• **DATA FOR REVIEW**:
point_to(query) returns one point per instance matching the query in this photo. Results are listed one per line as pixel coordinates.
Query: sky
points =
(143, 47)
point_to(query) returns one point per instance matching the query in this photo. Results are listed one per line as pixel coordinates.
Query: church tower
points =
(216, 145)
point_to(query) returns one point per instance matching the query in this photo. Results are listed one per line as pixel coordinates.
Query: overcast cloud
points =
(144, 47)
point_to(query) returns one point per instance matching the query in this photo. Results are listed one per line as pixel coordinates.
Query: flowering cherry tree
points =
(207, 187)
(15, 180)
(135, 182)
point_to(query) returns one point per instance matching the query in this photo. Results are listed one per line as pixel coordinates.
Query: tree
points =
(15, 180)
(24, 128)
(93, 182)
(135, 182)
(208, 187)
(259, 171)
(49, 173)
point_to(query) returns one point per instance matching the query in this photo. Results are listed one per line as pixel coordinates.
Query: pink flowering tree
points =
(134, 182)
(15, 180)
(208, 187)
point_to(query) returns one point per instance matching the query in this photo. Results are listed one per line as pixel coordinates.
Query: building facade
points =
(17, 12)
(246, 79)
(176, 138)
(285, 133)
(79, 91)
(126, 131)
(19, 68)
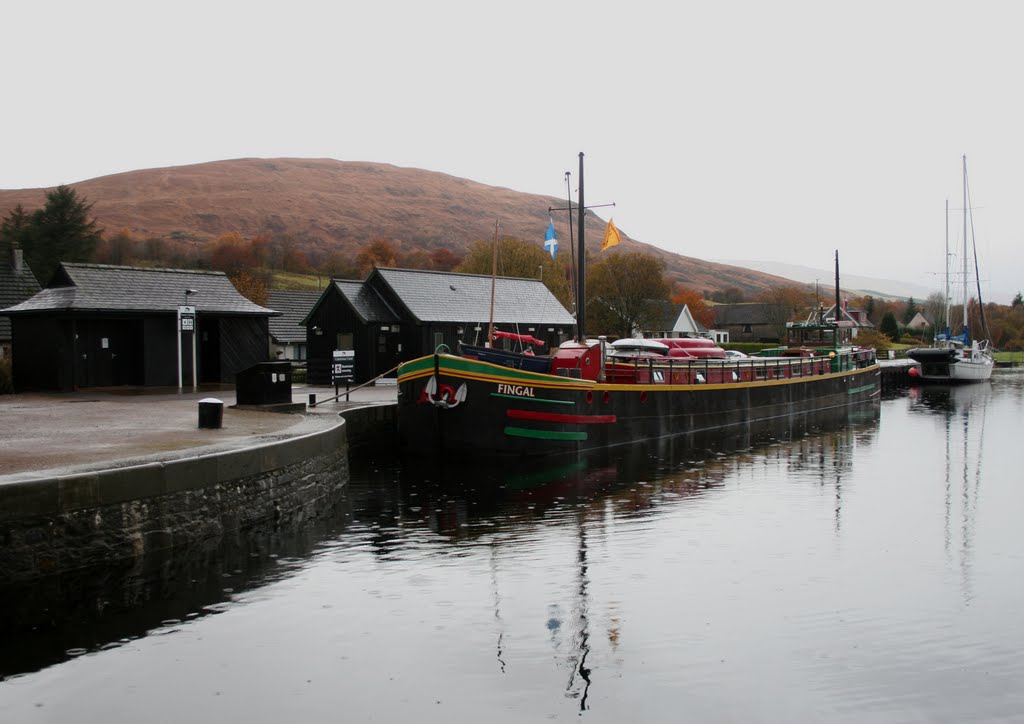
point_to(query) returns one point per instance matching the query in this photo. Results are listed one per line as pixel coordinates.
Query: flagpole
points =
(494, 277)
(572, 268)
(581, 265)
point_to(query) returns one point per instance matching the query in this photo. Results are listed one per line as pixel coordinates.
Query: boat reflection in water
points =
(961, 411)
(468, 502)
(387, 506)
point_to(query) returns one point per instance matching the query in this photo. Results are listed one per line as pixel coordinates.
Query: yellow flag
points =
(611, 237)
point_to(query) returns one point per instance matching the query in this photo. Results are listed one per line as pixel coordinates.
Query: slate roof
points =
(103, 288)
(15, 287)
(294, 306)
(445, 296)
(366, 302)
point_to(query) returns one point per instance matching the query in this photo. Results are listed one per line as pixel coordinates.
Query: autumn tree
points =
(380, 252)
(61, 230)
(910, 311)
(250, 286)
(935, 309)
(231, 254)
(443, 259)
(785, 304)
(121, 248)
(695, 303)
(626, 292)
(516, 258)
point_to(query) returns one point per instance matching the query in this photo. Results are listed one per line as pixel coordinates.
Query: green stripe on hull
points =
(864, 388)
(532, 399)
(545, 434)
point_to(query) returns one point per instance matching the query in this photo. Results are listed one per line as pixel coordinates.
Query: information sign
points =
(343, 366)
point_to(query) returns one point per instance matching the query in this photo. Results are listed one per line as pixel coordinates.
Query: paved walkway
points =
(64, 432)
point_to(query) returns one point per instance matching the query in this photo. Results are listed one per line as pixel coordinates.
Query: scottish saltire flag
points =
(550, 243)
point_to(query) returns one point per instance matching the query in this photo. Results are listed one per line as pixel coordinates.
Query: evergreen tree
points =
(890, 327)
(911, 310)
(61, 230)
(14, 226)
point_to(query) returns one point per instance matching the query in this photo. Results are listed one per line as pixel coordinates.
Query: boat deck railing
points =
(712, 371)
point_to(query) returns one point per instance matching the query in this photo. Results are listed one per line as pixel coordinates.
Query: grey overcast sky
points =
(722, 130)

• **TASK GOAL**:
Go through the material and report each line that holds the string "overcast".

• **RESULT**:
Query: overcast cloud
Query: grey overcast sky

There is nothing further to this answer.